Goudge Report Summary

Goudge Report Summary

By Michael Waite and Sarah Barker

At the request of Ontario’s Ministry of Health and Long Term Care, the Honourable Stephen Goudge, Q.C. (“Mr. Goudge”), former Justice of the Ontario Court of Appeal, conducted a review of the Ontario civil justice system as it relates to medical liability cases. He was tasked with finding ways to reduce the costs of those cases as well as increasing efficiency. He was also tasked with developing recommendations to streamline the physician complaints process in Ontario, as well as to reduce the number, length and cost of hearings.

Mr. Goudge produced two reports which were recently released to the public by the Government of Ontario:

  1. Report to Ontario Ministry of Health and Long Term Care Re: Medical Liability Review
  2. Streamlining the Physician Complaints Process in Ontario

 

Medical Liability Review

In his first report, Mr. Goudge found that medical liability costs have been rising significantly in recent years, and he attributed much of this to increased damages awards (p 1). Mr. Goudge found that while the number of claims requiring payment rose only slightly from 1990-2015, the total outcome costs during that period increased by 500-700% (p 8). This, he found, has in turn increased the cost of medical liability protection.

•••

▶ [Exercise details]: Print the Goudge report summary in full, word for word.

(Localization data with one point per instance)
•••

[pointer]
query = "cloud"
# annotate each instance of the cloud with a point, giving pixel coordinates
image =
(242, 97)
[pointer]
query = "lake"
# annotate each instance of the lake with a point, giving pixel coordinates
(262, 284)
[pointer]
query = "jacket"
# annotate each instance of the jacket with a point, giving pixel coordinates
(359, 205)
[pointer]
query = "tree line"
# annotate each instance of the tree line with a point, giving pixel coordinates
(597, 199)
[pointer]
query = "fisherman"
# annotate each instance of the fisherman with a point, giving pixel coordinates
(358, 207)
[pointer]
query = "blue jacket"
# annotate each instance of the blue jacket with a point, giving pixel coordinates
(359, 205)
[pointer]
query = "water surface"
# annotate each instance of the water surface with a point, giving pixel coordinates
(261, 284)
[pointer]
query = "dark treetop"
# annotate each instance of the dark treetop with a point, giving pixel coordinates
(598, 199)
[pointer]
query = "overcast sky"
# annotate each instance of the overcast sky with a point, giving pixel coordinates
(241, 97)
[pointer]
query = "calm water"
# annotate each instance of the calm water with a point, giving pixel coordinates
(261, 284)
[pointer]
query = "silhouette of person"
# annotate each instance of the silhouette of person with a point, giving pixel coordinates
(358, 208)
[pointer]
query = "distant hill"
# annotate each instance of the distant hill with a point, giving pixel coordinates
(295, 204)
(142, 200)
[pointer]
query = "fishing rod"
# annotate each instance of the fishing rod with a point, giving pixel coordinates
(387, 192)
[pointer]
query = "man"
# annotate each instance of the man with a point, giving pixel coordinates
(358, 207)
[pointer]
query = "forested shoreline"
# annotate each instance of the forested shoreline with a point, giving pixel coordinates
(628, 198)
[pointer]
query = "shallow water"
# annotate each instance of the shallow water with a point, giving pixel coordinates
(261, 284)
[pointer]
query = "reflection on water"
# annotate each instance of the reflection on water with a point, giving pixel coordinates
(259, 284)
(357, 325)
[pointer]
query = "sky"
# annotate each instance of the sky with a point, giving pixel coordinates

•••

▶ [Exercise response]:
Goudge Report Summary

Goudge Report Summary

By Michael Waite and Sarah Barker

At the request of Ontario’s Ministry of Health and Long Term Care, the Honourable Stephen Goudge, Q.C. (“Mr. Goudge”), former Justice of the Ontario Court of Appeal, conducted a review of the Ontario civil justice system as it relates to medical liability cases. He was tasked with finding ways to reduce the costs of those cases as well as increasing efficiency. He was also tasked with developing recommendations to streamline the physician complaints process in Ontario, as well as to reduce the number, length and cost of hearings.

Mr. Goudge produced two reports which were recently released to the public by the Government of Ontario:

  1. Report to Ontario Ministry of Health and Long Term Care Re: Medical Liability Review
  2. Streamlining the Physician Complaints Process in Ontario

 

Medical Liability Review

In his first report, Mr. Goudge found that medical liability costs have been rising significantly in recent years, and he attributed much of this to increased damages awards (p 1). Mr. Goudge found that while the number of claims requiring payment rose only slightly from 1990-2015, the total outcome costs during that period increased by 500-700% (p 8). This, he found, has in turn increased the cost of medical liability protection.